[[ INPUT DATA open ]]

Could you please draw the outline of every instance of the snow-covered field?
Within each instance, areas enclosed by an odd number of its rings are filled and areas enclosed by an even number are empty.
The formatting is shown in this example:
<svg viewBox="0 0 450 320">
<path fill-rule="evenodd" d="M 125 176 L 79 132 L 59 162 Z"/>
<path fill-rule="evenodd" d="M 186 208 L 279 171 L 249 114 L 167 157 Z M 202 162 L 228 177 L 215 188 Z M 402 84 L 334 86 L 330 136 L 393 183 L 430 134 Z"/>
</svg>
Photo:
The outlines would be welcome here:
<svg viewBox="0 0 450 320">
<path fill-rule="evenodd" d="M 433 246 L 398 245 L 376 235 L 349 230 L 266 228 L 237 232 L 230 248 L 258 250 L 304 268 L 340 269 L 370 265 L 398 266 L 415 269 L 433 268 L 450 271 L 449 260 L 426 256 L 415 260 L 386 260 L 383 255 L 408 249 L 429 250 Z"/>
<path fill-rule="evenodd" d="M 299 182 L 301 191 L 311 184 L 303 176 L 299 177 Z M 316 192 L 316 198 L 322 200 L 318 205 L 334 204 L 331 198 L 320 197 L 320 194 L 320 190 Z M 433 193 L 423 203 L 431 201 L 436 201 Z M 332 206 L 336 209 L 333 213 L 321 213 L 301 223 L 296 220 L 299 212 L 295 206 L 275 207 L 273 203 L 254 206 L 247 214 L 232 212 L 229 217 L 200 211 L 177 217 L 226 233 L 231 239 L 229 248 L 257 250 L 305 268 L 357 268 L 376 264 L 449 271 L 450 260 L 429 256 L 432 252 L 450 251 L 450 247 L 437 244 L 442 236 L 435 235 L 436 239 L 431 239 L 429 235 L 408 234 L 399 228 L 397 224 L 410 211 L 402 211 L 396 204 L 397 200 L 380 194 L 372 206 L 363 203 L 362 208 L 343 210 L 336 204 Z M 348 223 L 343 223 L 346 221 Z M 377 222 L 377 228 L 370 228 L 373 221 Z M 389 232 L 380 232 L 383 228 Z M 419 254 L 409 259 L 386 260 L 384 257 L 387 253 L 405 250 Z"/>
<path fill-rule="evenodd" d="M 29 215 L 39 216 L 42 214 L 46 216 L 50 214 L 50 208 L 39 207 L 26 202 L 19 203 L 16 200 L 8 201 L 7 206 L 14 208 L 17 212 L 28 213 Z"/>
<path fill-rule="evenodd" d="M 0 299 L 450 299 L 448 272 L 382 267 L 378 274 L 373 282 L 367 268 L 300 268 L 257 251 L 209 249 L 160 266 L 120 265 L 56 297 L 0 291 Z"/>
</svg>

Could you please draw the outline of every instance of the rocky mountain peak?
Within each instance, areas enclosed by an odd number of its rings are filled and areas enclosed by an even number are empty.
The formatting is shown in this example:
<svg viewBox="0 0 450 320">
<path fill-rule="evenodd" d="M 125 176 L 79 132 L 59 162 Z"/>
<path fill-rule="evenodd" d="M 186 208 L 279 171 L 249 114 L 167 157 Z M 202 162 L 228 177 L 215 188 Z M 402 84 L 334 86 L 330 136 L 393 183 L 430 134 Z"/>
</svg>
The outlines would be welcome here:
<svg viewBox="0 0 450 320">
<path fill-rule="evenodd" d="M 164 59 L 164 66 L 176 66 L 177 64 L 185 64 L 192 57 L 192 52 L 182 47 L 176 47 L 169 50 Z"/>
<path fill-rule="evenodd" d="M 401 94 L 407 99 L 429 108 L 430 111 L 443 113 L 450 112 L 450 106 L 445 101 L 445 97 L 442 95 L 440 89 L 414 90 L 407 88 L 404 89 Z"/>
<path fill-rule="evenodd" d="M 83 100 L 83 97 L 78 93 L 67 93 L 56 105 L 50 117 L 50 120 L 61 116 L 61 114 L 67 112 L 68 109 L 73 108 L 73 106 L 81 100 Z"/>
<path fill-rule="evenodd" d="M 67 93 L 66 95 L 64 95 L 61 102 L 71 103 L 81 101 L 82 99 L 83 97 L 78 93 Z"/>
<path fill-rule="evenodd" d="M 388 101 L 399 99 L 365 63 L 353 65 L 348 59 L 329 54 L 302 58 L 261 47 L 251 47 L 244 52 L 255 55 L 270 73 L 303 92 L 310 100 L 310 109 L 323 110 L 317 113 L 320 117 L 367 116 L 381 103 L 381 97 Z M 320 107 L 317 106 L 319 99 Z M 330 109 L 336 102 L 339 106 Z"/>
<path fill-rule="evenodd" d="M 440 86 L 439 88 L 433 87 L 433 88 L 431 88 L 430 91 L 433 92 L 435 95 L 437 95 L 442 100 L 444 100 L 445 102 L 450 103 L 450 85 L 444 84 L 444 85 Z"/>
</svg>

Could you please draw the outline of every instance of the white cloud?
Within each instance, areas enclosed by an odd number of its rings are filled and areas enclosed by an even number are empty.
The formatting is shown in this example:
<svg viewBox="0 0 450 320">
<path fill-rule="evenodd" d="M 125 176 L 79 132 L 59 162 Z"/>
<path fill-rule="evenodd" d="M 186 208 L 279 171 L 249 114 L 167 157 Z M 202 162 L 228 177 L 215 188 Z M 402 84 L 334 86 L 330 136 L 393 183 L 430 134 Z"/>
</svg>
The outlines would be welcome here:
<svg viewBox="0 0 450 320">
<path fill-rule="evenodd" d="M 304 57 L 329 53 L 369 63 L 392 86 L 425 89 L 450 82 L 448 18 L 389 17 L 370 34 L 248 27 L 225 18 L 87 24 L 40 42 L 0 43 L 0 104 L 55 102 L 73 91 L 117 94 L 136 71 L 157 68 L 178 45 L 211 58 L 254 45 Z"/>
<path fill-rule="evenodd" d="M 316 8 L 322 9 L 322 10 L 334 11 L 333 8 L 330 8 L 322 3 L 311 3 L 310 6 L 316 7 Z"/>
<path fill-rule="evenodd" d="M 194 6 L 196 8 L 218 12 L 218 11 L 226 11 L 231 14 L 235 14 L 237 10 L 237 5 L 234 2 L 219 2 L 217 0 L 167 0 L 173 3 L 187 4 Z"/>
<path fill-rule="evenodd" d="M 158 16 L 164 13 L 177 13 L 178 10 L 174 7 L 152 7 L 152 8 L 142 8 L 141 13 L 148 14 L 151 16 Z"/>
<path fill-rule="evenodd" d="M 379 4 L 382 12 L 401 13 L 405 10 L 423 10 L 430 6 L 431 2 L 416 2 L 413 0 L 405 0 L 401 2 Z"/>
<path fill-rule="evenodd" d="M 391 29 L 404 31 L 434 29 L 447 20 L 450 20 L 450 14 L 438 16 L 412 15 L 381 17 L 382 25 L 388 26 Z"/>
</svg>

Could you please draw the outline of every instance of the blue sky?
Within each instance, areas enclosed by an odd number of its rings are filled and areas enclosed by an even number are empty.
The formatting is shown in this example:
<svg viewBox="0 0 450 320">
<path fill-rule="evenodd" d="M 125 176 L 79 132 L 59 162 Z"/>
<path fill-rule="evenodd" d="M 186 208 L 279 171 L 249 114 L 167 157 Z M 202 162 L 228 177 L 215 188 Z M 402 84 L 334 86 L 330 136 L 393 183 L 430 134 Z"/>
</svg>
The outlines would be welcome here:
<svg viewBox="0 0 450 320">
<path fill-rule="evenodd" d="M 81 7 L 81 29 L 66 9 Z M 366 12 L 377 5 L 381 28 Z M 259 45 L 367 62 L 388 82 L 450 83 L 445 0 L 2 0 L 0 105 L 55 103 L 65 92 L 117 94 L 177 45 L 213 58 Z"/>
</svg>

[[ INPUT DATA closed ]]

TASK DIRECTIONS: Reproduce every record that appears above, keeping the wording exact.

EXPECTED ANSWER:
Could you please draw the outline of every instance of the snow-covered field?
Within each instance, areas enclosed by an odd number of its rings are filled and areas enclosed by an even number are empty.
The formatting is shown in this example:
<svg viewBox="0 0 450 320">
<path fill-rule="evenodd" d="M 125 176 L 79 132 L 59 162 Z"/>
<path fill-rule="evenodd" d="M 186 208 L 279 171 L 249 114 L 167 157 Z M 202 162 L 228 177 L 215 188 Z M 402 84 L 334 86 L 330 136 L 393 183 L 430 134 Z"/>
</svg>
Photo:
The outlines would be welcome here:
<svg viewBox="0 0 450 320">
<path fill-rule="evenodd" d="M 433 246 L 398 245 L 376 235 L 349 230 L 266 228 L 237 232 L 230 248 L 258 250 L 304 268 L 340 269 L 370 265 L 398 266 L 415 269 L 433 268 L 450 271 L 449 260 L 426 256 L 415 260 L 386 260 L 383 255 L 408 249 L 429 250 Z"/>
<path fill-rule="evenodd" d="M 299 182 L 301 191 L 311 184 L 303 176 L 299 177 Z M 316 192 L 316 198 L 322 200 L 318 205 L 334 204 L 331 198 L 320 197 L 320 194 L 320 190 Z M 433 193 L 423 203 L 431 201 L 436 201 Z M 332 206 L 336 209 L 333 213 L 321 213 L 301 223 L 296 220 L 299 212 L 295 206 L 275 207 L 273 203 L 254 206 L 247 214 L 232 212 L 229 217 L 200 211 L 177 217 L 226 233 L 231 239 L 229 248 L 257 250 L 305 268 L 357 268 L 376 264 L 449 271 L 450 260 L 429 256 L 432 252 L 450 251 L 450 247 L 437 244 L 442 236 L 435 235 L 436 239 L 431 239 L 429 235 L 408 234 L 399 228 L 397 224 L 410 211 L 402 211 L 396 204 L 397 200 L 380 194 L 372 206 L 363 203 L 362 208 L 343 210 L 336 204 Z M 348 223 L 343 223 L 346 221 Z M 377 222 L 377 228 L 370 228 L 373 221 Z M 389 232 L 380 232 L 383 228 Z M 419 254 L 409 259 L 386 260 L 384 257 L 387 253 L 405 250 Z"/>
<path fill-rule="evenodd" d="M 29 215 L 39 216 L 42 214 L 46 216 L 50 214 L 50 208 L 39 207 L 26 202 L 19 203 L 16 200 L 8 201 L 7 206 L 14 208 L 17 212 L 28 213 Z"/>
<path fill-rule="evenodd" d="M 0 299 L 450 299 L 448 272 L 382 267 L 378 274 L 373 282 L 367 268 L 300 268 L 257 251 L 209 249 L 160 266 L 120 265 L 56 297 L 0 291 Z"/>
</svg>

Could you please draw the outline of every instance of the rocky mountain peak?
Within each instance, areas enclosed by an odd number of its rings are filled and areas enclosed by an even number are empty.
The formatting is shown in this example:
<svg viewBox="0 0 450 320">
<path fill-rule="evenodd" d="M 125 176 L 79 132 L 59 162 Z"/>
<path fill-rule="evenodd" d="M 186 208 L 279 171 L 249 114 L 167 157 Z M 202 162 L 228 177 L 215 188 Z M 402 84 L 334 86 L 330 136 L 393 183 L 430 134 Z"/>
</svg>
The outlines would be welcome here:
<svg viewBox="0 0 450 320">
<path fill-rule="evenodd" d="M 164 59 L 164 66 L 176 66 L 177 64 L 185 64 L 192 57 L 192 52 L 182 47 L 176 47 L 169 50 Z"/>
<path fill-rule="evenodd" d="M 401 94 L 407 99 L 429 108 L 430 111 L 443 113 L 450 112 L 450 106 L 445 101 L 445 97 L 442 95 L 440 89 L 414 90 L 407 88 L 404 89 Z"/>
<path fill-rule="evenodd" d="M 83 100 L 83 97 L 78 93 L 67 93 L 56 105 L 50 117 L 50 120 L 61 116 L 61 114 L 67 112 L 68 109 L 73 108 L 73 106 L 81 100 Z"/>
<path fill-rule="evenodd" d="M 67 93 L 66 95 L 64 95 L 61 102 L 71 103 L 81 101 L 82 99 L 83 97 L 78 93 Z"/>
<path fill-rule="evenodd" d="M 388 101 L 399 99 L 365 63 L 353 65 L 348 59 L 329 54 L 302 58 L 261 47 L 251 47 L 244 52 L 255 55 L 270 73 L 303 92 L 310 100 L 310 109 L 323 110 L 317 113 L 320 117 L 367 116 L 381 103 L 381 97 Z M 320 107 L 317 106 L 319 99 Z M 330 109 L 336 102 L 339 106 Z"/>
<path fill-rule="evenodd" d="M 440 86 L 439 88 L 433 87 L 433 88 L 431 88 L 430 91 L 433 92 L 435 95 L 437 95 L 442 100 L 444 100 L 445 102 L 450 103 L 450 85 L 444 84 L 444 85 Z"/>
</svg>

Could you please draw the outline of every instance of the white cloud?
Within each instance, areas enclosed by an odd number of its rings are filled and areas enclosed by an even number are empty.
The formatting is shown in this example:
<svg viewBox="0 0 450 320">
<path fill-rule="evenodd" d="M 125 176 L 79 132 L 59 162 Z"/>
<path fill-rule="evenodd" d="M 186 208 L 279 171 L 249 114 L 167 157 Z M 202 162 L 228 177 L 215 188 Z M 402 84 L 334 86 L 330 136 L 393 183 L 430 134 Z"/>
</svg>
The outlines would be welcome here:
<svg viewBox="0 0 450 320">
<path fill-rule="evenodd" d="M 304 57 L 329 53 L 369 63 L 392 86 L 425 89 L 450 82 L 448 18 L 389 17 L 370 34 L 248 27 L 225 18 L 87 24 L 40 42 L 0 43 L 0 104 L 55 102 L 73 91 L 117 94 L 136 71 L 157 68 L 178 45 L 211 58 L 254 45 Z"/>
<path fill-rule="evenodd" d="M 316 8 L 322 9 L 322 10 L 334 11 L 333 8 L 330 8 L 322 3 L 311 3 L 310 6 L 316 7 Z"/>
<path fill-rule="evenodd" d="M 194 6 L 196 8 L 218 12 L 218 11 L 226 11 L 231 14 L 235 14 L 237 10 L 237 5 L 234 2 L 219 2 L 217 0 L 167 0 L 173 3 L 187 4 Z"/>
<path fill-rule="evenodd" d="M 158 16 L 164 13 L 177 13 L 178 10 L 174 7 L 152 7 L 152 8 L 142 8 L 141 13 L 148 14 L 151 16 Z"/>
<path fill-rule="evenodd" d="M 379 4 L 382 12 L 401 13 L 405 10 L 423 10 L 430 6 L 431 2 L 416 2 L 413 0 L 405 0 L 401 2 Z"/>
<path fill-rule="evenodd" d="M 391 29 L 404 31 L 434 29 L 447 20 L 450 20 L 450 14 L 438 16 L 412 15 L 381 17 L 382 25 L 388 26 Z"/>
</svg>

Could you please draw the outline of every instance of the blue sky?
Within each instance, areas enclosed by an odd number of its rings are filled and areas enclosed by an even number are empty.
The formatting is shown in this example:
<svg viewBox="0 0 450 320">
<path fill-rule="evenodd" d="M 125 176 L 79 132 L 59 162 Z"/>
<path fill-rule="evenodd" d="M 186 208 L 279 171 L 249 114 L 167 157 Z M 202 162 L 228 177 L 215 188 Z M 402 84 L 334 86 L 330 136 L 393 183 L 430 134 Z"/>
</svg>
The outlines would be welcome here:
<svg viewBox="0 0 450 320">
<path fill-rule="evenodd" d="M 81 7 L 81 29 L 66 9 Z M 366 12 L 377 5 L 381 28 Z M 259 45 L 367 62 L 388 82 L 450 83 L 445 0 L 2 0 L 0 105 L 55 103 L 65 92 L 117 94 L 177 45 L 213 58 Z"/>
</svg>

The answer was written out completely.